### DATA EXCERPTS

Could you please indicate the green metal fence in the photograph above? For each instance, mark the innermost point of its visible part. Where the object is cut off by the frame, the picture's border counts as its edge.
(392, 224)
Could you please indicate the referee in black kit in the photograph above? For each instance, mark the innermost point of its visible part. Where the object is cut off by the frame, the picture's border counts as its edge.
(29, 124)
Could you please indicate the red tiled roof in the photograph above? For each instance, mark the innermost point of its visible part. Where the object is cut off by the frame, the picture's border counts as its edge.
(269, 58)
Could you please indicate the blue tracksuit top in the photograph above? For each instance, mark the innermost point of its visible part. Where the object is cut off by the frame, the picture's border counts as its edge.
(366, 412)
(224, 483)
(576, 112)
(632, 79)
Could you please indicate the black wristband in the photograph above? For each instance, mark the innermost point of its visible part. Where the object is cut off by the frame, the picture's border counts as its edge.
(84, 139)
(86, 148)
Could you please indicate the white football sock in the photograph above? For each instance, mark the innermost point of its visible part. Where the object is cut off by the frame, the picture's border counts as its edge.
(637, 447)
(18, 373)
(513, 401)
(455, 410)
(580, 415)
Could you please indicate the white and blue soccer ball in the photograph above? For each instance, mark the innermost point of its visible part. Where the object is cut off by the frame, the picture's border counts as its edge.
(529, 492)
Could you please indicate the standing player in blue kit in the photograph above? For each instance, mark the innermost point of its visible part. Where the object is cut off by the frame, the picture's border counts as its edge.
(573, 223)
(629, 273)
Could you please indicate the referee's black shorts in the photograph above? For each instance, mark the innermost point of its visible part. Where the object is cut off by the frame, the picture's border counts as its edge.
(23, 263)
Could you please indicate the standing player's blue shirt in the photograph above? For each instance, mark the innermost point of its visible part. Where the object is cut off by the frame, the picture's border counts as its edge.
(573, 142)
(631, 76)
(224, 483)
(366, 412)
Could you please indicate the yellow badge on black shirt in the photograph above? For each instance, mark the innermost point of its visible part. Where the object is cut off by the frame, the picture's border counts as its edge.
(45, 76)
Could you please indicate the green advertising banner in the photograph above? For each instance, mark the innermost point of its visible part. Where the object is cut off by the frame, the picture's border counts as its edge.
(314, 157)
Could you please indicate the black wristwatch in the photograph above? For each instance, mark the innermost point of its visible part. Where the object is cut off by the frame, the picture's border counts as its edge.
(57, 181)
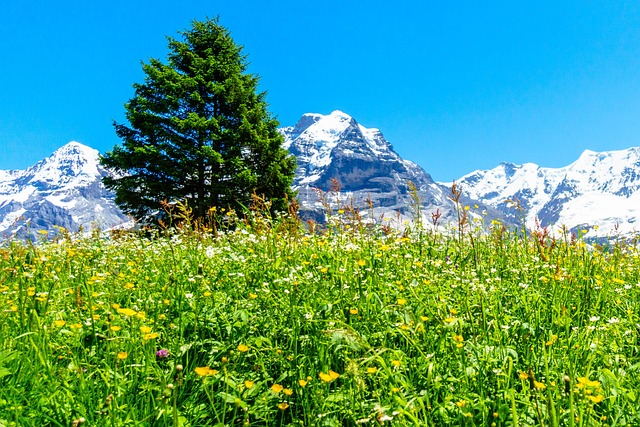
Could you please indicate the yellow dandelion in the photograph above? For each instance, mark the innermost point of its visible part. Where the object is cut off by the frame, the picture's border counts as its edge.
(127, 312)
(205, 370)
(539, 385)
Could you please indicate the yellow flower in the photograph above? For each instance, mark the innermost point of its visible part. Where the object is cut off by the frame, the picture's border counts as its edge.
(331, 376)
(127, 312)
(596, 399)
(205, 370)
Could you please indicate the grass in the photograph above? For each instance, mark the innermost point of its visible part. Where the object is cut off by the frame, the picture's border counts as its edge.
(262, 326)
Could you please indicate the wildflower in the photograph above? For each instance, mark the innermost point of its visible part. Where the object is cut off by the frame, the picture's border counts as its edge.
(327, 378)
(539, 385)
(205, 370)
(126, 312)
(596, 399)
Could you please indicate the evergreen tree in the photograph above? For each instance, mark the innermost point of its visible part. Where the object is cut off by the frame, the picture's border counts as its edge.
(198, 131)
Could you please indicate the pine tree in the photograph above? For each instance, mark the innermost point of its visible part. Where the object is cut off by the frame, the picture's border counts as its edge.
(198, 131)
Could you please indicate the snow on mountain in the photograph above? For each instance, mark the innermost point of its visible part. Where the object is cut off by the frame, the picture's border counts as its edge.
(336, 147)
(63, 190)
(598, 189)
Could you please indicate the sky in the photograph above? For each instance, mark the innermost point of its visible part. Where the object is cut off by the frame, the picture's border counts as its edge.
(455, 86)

######
### DATA EXCERPTS

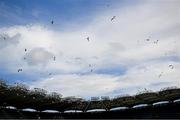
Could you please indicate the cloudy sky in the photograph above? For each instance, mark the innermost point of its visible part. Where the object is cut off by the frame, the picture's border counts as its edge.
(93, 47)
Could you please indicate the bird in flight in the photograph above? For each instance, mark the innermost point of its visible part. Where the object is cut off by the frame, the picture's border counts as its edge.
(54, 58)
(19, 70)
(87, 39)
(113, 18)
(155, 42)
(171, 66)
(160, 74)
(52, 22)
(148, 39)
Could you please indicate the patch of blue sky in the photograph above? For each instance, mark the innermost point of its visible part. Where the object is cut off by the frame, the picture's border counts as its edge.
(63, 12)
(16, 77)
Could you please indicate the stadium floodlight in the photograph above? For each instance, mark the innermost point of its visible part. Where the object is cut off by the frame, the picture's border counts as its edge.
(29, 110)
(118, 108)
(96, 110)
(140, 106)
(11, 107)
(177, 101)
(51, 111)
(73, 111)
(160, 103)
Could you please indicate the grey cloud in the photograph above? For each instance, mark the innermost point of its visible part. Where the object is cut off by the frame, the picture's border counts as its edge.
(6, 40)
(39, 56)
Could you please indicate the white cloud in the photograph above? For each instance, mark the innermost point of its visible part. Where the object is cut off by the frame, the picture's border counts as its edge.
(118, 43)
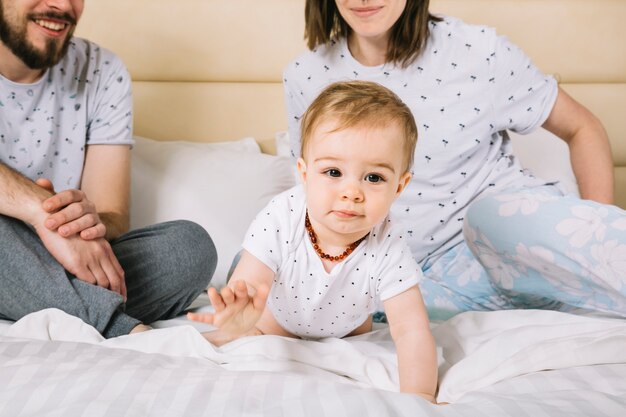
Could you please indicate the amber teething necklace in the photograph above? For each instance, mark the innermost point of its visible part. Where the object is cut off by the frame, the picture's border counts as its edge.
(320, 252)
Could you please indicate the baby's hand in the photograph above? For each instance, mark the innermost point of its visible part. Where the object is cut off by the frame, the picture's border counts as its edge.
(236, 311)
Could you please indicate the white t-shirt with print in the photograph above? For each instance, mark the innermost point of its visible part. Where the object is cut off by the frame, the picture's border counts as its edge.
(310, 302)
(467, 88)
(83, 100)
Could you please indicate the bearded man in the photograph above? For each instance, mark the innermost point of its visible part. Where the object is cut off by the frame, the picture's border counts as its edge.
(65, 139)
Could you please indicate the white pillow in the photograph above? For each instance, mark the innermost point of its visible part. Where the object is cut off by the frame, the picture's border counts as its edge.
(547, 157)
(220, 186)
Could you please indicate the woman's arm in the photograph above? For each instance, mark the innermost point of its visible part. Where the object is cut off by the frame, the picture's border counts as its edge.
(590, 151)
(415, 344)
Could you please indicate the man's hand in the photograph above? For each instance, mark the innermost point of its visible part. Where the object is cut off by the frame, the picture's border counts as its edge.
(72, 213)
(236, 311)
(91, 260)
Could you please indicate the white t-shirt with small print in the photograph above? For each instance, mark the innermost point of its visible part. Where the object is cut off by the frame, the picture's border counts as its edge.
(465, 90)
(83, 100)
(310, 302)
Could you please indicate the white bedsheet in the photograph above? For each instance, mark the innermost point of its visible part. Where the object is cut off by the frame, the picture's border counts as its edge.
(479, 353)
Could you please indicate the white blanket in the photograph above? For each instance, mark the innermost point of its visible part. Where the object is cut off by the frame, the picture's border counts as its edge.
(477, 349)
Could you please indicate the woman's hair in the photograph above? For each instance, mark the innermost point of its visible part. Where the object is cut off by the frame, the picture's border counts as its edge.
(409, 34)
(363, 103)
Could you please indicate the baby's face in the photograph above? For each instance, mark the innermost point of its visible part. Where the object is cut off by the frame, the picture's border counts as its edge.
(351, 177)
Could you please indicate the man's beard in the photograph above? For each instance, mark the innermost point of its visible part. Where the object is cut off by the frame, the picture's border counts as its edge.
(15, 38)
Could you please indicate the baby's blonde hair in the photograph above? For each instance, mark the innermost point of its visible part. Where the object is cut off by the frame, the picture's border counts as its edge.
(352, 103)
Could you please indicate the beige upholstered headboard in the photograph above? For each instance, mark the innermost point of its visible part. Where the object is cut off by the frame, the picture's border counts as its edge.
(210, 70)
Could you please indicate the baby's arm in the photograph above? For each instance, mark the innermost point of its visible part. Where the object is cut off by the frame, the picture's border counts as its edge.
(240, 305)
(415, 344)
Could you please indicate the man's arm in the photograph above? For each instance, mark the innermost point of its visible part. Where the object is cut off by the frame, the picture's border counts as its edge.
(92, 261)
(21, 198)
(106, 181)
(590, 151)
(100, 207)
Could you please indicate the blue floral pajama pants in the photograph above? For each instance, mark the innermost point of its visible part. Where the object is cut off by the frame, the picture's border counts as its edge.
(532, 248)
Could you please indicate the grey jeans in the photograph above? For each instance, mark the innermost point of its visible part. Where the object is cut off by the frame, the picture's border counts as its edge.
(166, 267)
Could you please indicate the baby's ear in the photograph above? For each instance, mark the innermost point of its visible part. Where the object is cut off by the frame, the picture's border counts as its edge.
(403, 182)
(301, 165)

######
### DATA EXCERPTS

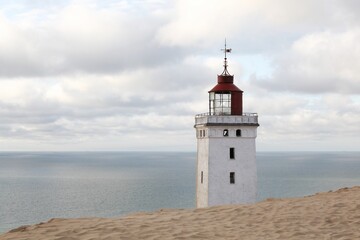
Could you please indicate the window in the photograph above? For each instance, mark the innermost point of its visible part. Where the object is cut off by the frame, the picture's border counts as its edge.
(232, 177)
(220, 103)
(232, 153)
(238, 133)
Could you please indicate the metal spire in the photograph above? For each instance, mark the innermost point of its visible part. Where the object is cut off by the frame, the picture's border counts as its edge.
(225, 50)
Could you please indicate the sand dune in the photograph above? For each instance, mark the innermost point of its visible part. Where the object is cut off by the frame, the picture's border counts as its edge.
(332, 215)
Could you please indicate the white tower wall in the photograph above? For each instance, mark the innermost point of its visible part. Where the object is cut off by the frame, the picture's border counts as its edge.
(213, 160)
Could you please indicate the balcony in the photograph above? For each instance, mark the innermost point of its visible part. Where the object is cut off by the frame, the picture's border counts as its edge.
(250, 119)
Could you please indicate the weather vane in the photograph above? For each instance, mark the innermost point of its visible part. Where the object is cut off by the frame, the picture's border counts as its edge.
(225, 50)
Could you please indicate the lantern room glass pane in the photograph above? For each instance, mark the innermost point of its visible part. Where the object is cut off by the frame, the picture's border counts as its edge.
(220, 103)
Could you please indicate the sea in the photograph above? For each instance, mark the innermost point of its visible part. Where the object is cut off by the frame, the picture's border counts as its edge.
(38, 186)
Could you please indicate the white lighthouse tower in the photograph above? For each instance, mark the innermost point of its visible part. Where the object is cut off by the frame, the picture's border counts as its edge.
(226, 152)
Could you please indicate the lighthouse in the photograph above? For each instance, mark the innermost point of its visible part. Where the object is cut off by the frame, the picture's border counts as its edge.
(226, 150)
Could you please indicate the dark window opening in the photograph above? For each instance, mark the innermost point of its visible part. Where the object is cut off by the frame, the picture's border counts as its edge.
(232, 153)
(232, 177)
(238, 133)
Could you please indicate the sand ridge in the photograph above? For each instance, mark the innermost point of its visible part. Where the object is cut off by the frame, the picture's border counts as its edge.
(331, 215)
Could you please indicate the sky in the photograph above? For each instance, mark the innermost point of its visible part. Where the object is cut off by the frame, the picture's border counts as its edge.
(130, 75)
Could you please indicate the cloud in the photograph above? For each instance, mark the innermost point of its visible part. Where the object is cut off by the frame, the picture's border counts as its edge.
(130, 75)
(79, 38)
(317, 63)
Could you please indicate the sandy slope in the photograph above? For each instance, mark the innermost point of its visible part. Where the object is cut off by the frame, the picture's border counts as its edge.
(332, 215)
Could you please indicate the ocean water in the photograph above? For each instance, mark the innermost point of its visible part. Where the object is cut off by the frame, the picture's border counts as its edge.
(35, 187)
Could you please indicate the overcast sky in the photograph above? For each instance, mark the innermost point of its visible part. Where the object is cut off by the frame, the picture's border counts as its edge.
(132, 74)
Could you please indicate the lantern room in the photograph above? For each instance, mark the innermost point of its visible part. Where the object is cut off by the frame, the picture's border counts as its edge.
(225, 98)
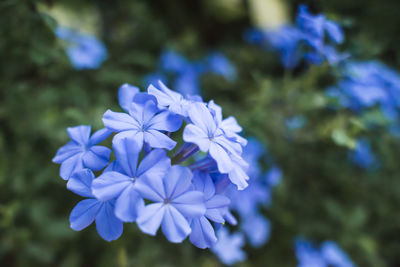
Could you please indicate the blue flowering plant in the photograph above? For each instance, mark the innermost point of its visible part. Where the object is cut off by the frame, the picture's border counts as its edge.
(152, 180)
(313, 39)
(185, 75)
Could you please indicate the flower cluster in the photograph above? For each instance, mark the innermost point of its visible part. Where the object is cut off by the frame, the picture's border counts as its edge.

######

Identify every line in the entries above that contains the word "hair", treating uppercase and lowercase as different, and copy each such line in full.

• **SOLUTION BELOW**:
Could you please indicate the woman's hair in the photograph above? For each instance, mark the innermost point of its visible part. Where the object is cut off by the frame, the picture's border counts as its edge.
Could you please indicate the baby's blonde hair in the photograph above? For each instance, mark the innermost point of its visible part. Where the object is cut off by the frame, the picture's border counts as its edge.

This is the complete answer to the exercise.